> Tarefas a realizar
A) No excerto sobre o plano de insolvência, sobre que matéria versa o art. 196º?
B) Escreve a continuação do excerto sobre o plano de insolvência, a seguir à última frase apresentada.

> Excerto do documento

......

A sua afectação traduz, por isso, seja qual for a perspectiva, uma violação grave – não negligenciável – das regras aplicáveis.

 O tribunal deve, por isso, se não for atempadamente recolhido o assentimento do lesado, recusar a homologação do plano.

 Doutro passo, se coincidir a verificação de alguma das situações contempladas no nº1 do art. 216°, o credor lesado pode tomar a iniciativa de solicitar ao tribunal uma decisão de não homologação”.

Do art. 47º, nº4, als. a) e c) do CIRE resulta relevante a consideração de várias “classes de créditos sobre a insolvência” – a) “Garantidos” e “privilegiados” os créditos que beneficiem, respectivamente, de garantias reais, incluindo os privilégios creditórios especiais, e de privilégios creditórios gerais sobre bens integrantes da massa insolvente, até ao montante correspondente ao valor dos bens objecto das garantias ou dos privilégios gerais, tendo em conta as eventuais onerações prevalecentes; “subordinados” os créditos enumerados no artigo seguinte, excepto quando beneficiem de privilégios creditórios, gerais ou especiais, ou de hipotecas legais, que não se extingam por efeito da declaração de insolvência c) “Comuns” os demais créditos.”.

O art. 195º versa sobre o conteúdo do plano de insolvência e o art. 196º sobre providências com incidência no passivo.

O art. 196º:

“1 - O plano de insolvência pode, nomeadamente, conter as seguintes providências com incidência no passivo do devedor:

 a) O perdão ou redução do valor dos créditos sobre a insolvência, quer quanto ao capital, quer quanto aos juros, com ou sem cláusula “salvo regresso de melhor fortuna”;

b) O condicionamento do reembolso de todos os créditos ou de parte deles às disponibilidades do devedor;

c) A modificação dos prazos de vencimento ou das taxas de juro dos créditos;

d) A constituição de garantias;

e) Cessão de bens aos credores.

 2 - O plano de insolvência não pode afectar as garantias reais e os privilégios creditórios gerais acessórios de créditos detidos pelo Banco Central Europeu, por bancos centrais de um Estado membro da União Europeia e por participantes num sistema de pagamentos tal como definido pela alínea a) do artigo 2.° da Directiva n.° 98/26/CE, do Parlamento Europeu e do Conselho, de 19 de Maio, ou equiparável, em decorrência do funcionamento desse sistema.”

......

> Dados apresentados
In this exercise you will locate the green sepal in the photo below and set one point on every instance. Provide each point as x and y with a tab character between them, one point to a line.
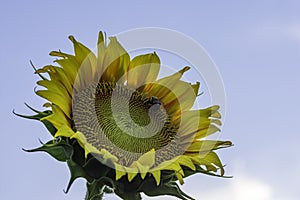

......

> Respostas por tarefa
A) Sobre providências com incidência no passivo.

B)
O art. 197º estipula:

Na ausência de estatuição expressa em sentido diverso constante do plano de insolvência:

 a) Os direitos decorrentes de garantias reais e de privilégios creditórios não são afectados pelo plano;

 b) Os créditos subordinados consideram-se objecto de perdão total;

 c) O cumprimento do plano exonera o devedor e os responsáveis legais da totalidade das dívidas da insolvência remanescentes.”.

A expressão “na ausência de estatuição expressa em sentido diverso constante do plano de insolvência”, atribui cariz supletivo ao preceito, o que implicita que pode haver regulação diversa, contendendo com os créditos previstos nas als. a) e b) o que deve ser entendido como afloração do princípio da igualdade e reconhecimento que, dentro da legalidade exigível, o plano pode regular a forma como os credores estruturam o Plano de Insolvência.  Só assim não será se não houver expressa adopção de um regime diferente.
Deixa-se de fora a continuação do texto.